▶ Task brief:
Copy every line of the data in which the word "cityscape" occurs.

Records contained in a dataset
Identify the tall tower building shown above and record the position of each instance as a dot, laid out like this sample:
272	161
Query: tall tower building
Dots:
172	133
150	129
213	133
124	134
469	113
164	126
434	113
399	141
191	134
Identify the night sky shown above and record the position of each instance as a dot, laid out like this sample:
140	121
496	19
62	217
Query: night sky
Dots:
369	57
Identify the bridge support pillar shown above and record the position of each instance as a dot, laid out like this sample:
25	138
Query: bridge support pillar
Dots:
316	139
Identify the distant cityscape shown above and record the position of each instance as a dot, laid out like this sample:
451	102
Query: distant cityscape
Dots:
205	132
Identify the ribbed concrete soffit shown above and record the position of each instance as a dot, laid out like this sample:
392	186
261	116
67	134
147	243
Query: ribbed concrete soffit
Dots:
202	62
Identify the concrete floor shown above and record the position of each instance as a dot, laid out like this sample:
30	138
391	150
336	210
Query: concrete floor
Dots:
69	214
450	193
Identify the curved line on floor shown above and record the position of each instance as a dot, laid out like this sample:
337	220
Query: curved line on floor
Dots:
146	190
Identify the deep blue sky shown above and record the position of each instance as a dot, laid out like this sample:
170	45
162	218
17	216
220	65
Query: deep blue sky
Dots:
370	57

▶ Solution for this task:
Identify the distant cityscape shown above and record the position of each instance as a dot, laid out like this sample:
Query: distant cityscape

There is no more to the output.